_INSTRUCTION_
Gather every line in the records below that contains the word "window", treating uppercase and lowercase as different.

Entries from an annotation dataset
::::

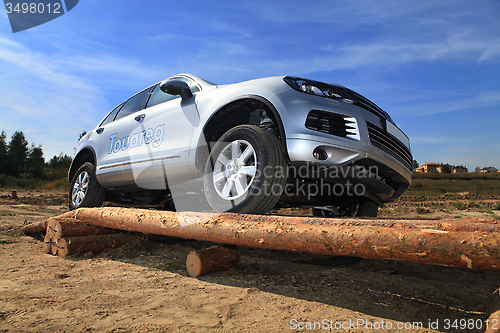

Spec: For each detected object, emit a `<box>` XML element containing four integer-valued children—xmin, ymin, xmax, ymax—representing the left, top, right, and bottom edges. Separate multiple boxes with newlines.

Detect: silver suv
<box><xmin>68</xmin><ymin>74</ymin><xmax>412</xmax><ymax>216</ymax></box>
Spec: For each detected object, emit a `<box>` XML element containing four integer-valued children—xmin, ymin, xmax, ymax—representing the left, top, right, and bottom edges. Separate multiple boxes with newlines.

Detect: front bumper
<box><xmin>287</xmin><ymin>135</ymin><xmax>411</xmax><ymax>205</ymax></box>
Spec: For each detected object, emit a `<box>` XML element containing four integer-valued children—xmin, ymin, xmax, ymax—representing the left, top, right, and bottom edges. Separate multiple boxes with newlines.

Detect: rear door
<box><xmin>95</xmin><ymin>87</ymin><xmax>154</xmax><ymax>189</ymax></box>
<box><xmin>124</xmin><ymin>77</ymin><xmax>200</xmax><ymax>189</ymax></box>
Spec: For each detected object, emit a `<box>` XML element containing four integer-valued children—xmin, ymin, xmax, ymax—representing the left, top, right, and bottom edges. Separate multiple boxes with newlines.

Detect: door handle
<box><xmin>134</xmin><ymin>114</ymin><xmax>146</xmax><ymax>123</ymax></box>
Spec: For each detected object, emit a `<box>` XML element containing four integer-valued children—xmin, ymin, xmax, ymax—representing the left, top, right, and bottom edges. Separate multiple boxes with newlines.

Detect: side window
<box><xmin>99</xmin><ymin>103</ymin><xmax>123</xmax><ymax>126</ymax></box>
<box><xmin>147</xmin><ymin>84</ymin><xmax>179</xmax><ymax>108</ymax></box>
<box><xmin>175</xmin><ymin>77</ymin><xmax>200</xmax><ymax>94</ymax></box>
<box><xmin>115</xmin><ymin>87</ymin><xmax>153</xmax><ymax>120</ymax></box>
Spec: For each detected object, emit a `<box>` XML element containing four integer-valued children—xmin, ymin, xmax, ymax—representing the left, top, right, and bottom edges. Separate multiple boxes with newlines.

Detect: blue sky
<box><xmin>0</xmin><ymin>0</ymin><xmax>500</xmax><ymax>171</ymax></box>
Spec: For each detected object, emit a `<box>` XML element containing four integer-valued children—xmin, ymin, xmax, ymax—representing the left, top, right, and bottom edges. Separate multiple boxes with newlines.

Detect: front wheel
<box><xmin>203</xmin><ymin>125</ymin><xmax>287</xmax><ymax>214</ymax></box>
<box><xmin>68</xmin><ymin>162</ymin><xmax>106</xmax><ymax>210</ymax></box>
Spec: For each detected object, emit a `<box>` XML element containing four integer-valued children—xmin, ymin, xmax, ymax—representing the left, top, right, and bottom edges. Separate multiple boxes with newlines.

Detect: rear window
<box><xmin>99</xmin><ymin>103</ymin><xmax>124</xmax><ymax>126</ymax></box>
<box><xmin>115</xmin><ymin>87</ymin><xmax>153</xmax><ymax>120</ymax></box>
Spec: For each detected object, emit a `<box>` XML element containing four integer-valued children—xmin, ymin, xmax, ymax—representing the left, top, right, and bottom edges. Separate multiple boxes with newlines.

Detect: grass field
<box><xmin>0</xmin><ymin>171</ymin><xmax>500</xmax><ymax>196</ymax></box>
<box><xmin>404</xmin><ymin>173</ymin><xmax>500</xmax><ymax>196</ymax></box>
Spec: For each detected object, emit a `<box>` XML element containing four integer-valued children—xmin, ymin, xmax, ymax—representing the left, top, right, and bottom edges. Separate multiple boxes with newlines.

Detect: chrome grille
<box><xmin>306</xmin><ymin>110</ymin><xmax>359</xmax><ymax>140</ymax></box>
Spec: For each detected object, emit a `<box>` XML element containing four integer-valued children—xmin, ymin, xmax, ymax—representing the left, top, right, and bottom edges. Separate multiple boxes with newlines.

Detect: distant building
<box><xmin>415</xmin><ymin>162</ymin><xmax>441</xmax><ymax>172</ymax></box>
<box><xmin>479</xmin><ymin>167</ymin><xmax>499</xmax><ymax>173</ymax></box>
<box><xmin>451</xmin><ymin>165</ymin><xmax>469</xmax><ymax>173</ymax></box>
<box><xmin>415</xmin><ymin>162</ymin><xmax>468</xmax><ymax>173</ymax></box>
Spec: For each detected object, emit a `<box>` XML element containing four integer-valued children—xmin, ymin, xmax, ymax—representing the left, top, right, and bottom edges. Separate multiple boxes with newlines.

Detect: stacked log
<box><xmin>186</xmin><ymin>245</ymin><xmax>240</xmax><ymax>277</ymax></box>
<box><xmin>21</xmin><ymin>216</ymin><xmax>137</xmax><ymax>257</ymax></box>
<box><xmin>485</xmin><ymin>276</ymin><xmax>500</xmax><ymax>333</ymax></box>
<box><xmin>22</xmin><ymin>207</ymin><xmax>500</xmax><ymax>270</ymax></box>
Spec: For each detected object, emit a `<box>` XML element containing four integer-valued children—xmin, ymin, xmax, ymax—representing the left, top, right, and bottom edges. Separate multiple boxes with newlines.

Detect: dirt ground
<box><xmin>0</xmin><ymin>191</ymin><xmax>500</xmax><ymax>333</ymax></box>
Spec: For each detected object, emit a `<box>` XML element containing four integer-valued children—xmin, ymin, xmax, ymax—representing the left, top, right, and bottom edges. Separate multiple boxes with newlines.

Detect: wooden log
<box><xmin>186</xmin><ymin>245</ymin><xmax>240</xmax><ymax>277</ymax></box>
<box><xmin>54</xmin><ymin>219</ymin><xmax>116</xmax><ymax>239</ymax></box>
<box><xmin>57</xmin><ymin>233</ymin><xmax>138</xmax><ymax>257</ymax></box>
<box><xmin>485</xmin><ymin>276</ymin><xmax>500</xmax><ymax>333</ymax></box>
<box><xmin>42</xmin><ymin>227</ymin><xmax>54</xmax><ymax>253</ymax></box>
<box><xmin>51</xmin><ymin>219</ymin><xmax>117</xmax><ymax>255</ymax></box>
<box><xmin>21</xmin><ymin>220</ymin><xmax>47</xmax><ymax>234</ymax></box>
<box><xmin>62</xmin><ymin>207</ymin><xmax>500</xmax><ymax>270</ymax></box>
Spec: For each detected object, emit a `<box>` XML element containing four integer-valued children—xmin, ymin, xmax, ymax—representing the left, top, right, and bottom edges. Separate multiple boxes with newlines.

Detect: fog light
<box><xmin>313</xmin><ymin>147</ymin><xmax>328</xmax><ymax>161</ymax></box>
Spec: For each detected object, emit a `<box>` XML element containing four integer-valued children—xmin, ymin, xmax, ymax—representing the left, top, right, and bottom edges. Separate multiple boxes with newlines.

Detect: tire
<box><xmin>203</xmin><ymin>125</ymin><xmax>288</xmax><ymax>214</ymax></box>
<box><xmin>68</xmin><ymin>162</ymin><xmax>106</xmax><ymax>210</ymax></box>
<box><xmin>312</xmin><ymin>201</ymin><xmax>378</xmax><ymax>217</ymax></box>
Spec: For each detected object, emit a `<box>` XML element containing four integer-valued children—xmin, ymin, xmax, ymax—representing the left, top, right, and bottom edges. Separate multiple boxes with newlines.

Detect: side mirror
<box><xmin>160</xmin><ymin>79</ymin><xmax>193</xmax><ymax>101</ymax></box>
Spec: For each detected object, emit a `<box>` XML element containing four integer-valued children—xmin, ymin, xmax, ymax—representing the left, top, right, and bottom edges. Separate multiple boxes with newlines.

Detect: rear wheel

::::

_EXPECTED ANSWER_
Detect: side window
Detect: rear window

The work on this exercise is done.